## START MATERIAL FOR THIS TASK

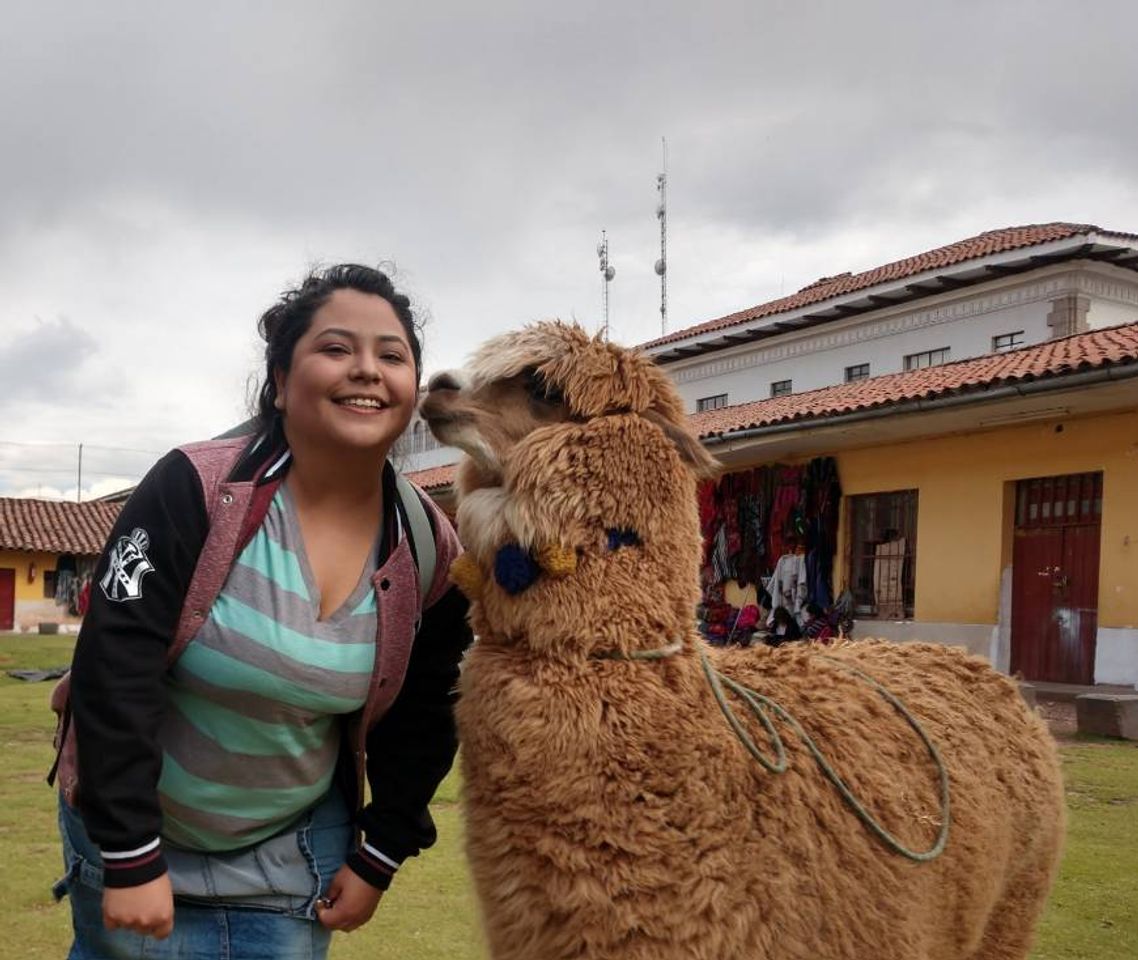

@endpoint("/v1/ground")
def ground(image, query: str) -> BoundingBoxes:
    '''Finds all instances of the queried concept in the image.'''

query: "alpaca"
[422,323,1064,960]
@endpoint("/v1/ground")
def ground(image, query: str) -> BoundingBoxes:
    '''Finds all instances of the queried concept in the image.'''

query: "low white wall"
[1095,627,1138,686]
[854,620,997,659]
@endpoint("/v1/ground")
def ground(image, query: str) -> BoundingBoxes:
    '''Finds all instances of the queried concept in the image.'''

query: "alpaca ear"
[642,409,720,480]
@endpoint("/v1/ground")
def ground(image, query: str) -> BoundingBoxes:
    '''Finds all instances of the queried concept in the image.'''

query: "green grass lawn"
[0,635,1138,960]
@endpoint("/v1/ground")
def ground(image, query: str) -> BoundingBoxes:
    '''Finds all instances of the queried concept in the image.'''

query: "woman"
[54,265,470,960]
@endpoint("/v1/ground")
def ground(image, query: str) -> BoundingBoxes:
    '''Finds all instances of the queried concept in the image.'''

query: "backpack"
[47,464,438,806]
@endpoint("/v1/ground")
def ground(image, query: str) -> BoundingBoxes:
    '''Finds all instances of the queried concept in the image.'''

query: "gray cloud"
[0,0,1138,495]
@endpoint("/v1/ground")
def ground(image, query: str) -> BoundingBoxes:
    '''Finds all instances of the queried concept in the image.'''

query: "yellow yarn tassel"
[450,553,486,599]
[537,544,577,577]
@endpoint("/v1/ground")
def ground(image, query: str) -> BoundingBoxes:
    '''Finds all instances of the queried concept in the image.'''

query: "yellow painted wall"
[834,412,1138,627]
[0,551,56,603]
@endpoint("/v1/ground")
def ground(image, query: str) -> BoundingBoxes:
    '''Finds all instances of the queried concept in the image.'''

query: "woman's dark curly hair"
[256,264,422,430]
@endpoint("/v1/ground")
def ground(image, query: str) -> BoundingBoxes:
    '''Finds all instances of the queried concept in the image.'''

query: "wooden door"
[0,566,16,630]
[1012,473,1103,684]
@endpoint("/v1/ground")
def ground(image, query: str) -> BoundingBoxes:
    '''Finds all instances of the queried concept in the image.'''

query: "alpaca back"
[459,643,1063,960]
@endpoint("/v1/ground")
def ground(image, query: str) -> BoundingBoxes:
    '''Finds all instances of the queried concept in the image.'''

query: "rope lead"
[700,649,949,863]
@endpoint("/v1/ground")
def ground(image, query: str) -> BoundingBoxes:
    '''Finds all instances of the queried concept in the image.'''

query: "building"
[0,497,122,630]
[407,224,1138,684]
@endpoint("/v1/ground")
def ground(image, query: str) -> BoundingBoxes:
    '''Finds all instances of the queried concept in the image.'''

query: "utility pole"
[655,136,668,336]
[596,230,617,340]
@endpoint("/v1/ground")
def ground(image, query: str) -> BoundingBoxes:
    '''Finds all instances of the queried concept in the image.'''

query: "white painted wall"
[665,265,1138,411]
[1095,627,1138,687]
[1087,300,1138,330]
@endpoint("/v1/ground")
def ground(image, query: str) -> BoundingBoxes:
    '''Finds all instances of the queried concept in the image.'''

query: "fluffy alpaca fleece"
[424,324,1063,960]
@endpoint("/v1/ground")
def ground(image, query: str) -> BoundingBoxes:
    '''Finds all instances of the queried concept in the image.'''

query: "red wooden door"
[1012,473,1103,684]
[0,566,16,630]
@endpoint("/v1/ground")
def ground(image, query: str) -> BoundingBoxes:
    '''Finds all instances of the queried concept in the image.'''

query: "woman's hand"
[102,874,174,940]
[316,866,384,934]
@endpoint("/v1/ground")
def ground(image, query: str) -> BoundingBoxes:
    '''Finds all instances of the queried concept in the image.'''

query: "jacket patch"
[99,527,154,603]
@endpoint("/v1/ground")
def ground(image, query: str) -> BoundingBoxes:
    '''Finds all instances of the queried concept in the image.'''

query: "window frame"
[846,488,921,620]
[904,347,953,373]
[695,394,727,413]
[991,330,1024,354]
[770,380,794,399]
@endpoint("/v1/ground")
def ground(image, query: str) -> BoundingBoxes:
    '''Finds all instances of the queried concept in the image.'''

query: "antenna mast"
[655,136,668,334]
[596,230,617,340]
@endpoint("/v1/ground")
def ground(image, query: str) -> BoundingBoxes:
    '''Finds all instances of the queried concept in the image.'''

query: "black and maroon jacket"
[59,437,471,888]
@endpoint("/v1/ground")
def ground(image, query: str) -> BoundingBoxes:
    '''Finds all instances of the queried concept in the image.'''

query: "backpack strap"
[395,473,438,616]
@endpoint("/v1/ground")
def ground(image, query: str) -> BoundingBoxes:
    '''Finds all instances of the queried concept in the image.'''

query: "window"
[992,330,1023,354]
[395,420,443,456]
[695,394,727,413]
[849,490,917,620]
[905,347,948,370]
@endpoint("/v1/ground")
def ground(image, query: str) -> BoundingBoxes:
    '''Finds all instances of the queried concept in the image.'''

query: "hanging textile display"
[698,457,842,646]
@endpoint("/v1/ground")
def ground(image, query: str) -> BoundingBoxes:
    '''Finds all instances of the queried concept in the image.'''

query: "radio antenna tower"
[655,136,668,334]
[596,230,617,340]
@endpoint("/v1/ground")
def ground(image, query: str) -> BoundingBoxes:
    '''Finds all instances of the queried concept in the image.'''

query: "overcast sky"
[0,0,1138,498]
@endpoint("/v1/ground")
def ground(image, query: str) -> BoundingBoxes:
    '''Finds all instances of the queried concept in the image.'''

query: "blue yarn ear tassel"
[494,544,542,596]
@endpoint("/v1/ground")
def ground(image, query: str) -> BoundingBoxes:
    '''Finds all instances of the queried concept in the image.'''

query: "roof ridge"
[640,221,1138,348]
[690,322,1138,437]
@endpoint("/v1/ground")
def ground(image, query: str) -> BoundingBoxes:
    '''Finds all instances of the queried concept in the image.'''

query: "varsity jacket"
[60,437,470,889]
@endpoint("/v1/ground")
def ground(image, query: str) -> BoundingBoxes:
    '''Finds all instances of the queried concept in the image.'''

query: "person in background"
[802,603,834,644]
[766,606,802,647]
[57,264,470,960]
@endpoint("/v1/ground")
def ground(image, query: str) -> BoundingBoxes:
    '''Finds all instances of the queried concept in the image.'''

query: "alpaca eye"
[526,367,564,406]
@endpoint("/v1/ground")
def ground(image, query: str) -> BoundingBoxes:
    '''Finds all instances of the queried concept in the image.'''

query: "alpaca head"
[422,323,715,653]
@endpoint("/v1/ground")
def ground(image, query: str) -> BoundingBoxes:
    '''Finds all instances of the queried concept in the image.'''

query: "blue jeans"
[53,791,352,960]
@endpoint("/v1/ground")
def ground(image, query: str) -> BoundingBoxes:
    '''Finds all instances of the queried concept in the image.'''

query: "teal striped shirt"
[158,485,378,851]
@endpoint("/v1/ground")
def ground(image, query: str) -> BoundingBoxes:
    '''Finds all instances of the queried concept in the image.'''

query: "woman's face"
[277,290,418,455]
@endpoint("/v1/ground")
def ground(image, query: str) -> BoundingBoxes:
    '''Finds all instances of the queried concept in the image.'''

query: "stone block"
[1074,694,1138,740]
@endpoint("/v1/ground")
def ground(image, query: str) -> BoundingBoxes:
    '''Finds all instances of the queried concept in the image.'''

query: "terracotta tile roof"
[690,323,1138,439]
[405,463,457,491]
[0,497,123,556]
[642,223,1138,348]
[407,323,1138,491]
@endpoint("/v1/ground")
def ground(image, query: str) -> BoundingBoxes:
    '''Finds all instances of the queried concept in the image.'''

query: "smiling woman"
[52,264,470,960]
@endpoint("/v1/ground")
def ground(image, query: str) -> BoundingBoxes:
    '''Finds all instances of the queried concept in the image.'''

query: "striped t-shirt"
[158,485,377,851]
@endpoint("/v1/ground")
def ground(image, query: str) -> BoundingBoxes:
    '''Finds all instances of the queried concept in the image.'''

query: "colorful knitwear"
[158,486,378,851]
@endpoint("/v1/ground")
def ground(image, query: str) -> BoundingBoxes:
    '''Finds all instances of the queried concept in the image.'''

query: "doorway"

## END MATERIAL FOR THIS TASK

Show every line of the entries above that contains the string "antenna", with case counting.

query: "antenna mast"
query: "radio antenna tower"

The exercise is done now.